[start Extract]

Municipal Court of the City of New York, Borough of Manhattan
Mar 24, 1947
189 Misc. 1 (N.Y. Mun. Ct. 1947)

Opinion

March 24, 1947.

Ezra Cornell and David Hartfield, Jr., for landlord.

Arthur Garfield Hays and Harold Epstein for tenants.


The landlord has instituted these proceedings to obtain possession of the basement, store, mezzanine and second floors in the building known as 43 West 57th Street, New York City. It bases its right to possession upon subdivision (d) of section 8 of the Commercial Rent Law (L. 1945, ch. 3, as amd.); and claims that it seeks in good faith to recover possession of the commercial space for its own immediate and personal use; that it has an equity in the property of not less than 25% of the purchase price and that it possesses an interest of not less than 50% of the whole investment in the business which it proposes to carry on in such space.

The tenant urges that the landlord has not met the requirements of this section, first, that subsidiary corporations of the landlord will carry on business in the premises; second, that the landlord intends to make substantial alterations to the building and, therefore, cannot immediately occupy the premises; and, third, that it has not obtained a certificate from the Civilian Production Authority permitting said alterations.

[end Extract]

▸ Work to do:
1. Reproduce the portion of the court opinion starting with "Municipal Court of" and going on through "Epstein for tenants.".
2. According to the court opinion, at what address is the building whose space the landlord seeks to possess?
3. Continue the court opinion from the point at which it stops.

[start Data segment]

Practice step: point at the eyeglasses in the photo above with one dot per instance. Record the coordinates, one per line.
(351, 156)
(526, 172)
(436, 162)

[end Data segment]

▸ Answer list:
1.
Municipal Court of the City of New York, Borough of Manhattan
Mar 24, 1947
189 Misc. 1 (N.Y. Mun. Ct. 1947)

Opinion

March 24, 1947.

Ezra Cornell and David Hartfield, Jr., for landlord.

Arthur Garfield Hays and Harold Epstein for tenants.

2. 43 West 57th Street, New York City.

3.
The court finds from the testimony that the landlord, Pal Blade Co., Inc., intends to occupy the premises for itself and its wholly owned subsidiary corporations acting as sales agents. The cases of Tishman Realty Constr. Co. v. Wolf ( 185 Misc. 317) and Straus-Duparquet, Inc., v. Moglen ( 185 Misc. 831) are distinguishable from the case at bar. In neither of those cases did the landlord seek to occupy the premises for itself. Mueller v. Gittleson ( 186 Misc. 257) may also be distinguished from the instant case for there the petitioner not only failed to prove the required 25% equity in the purchase price of the property but he further failed to prove that he sought possession for his own occupancy. In the case of Witkin v. Shippers Freight Forwarding Co., Inc., Appellate Term, First Department (N.Y.L.J., March 29, 1946, p. 1232, col. 5), it was held that where two partners of a three party copartnership owned a building and sought possession for the business of the copartnership that they were nevertheless entitled to possession since the landlord owned more than a 50% interest in the business to be carried on in the premises. ( De Lescinskis v. Silverstein, N.Y.L.J., Dec. 6, 1946, p. 1616, col. 1.) In the case at bar the landlord possesses an interest of 100% of the "whole investment in the business which he proposes to carry on in such space".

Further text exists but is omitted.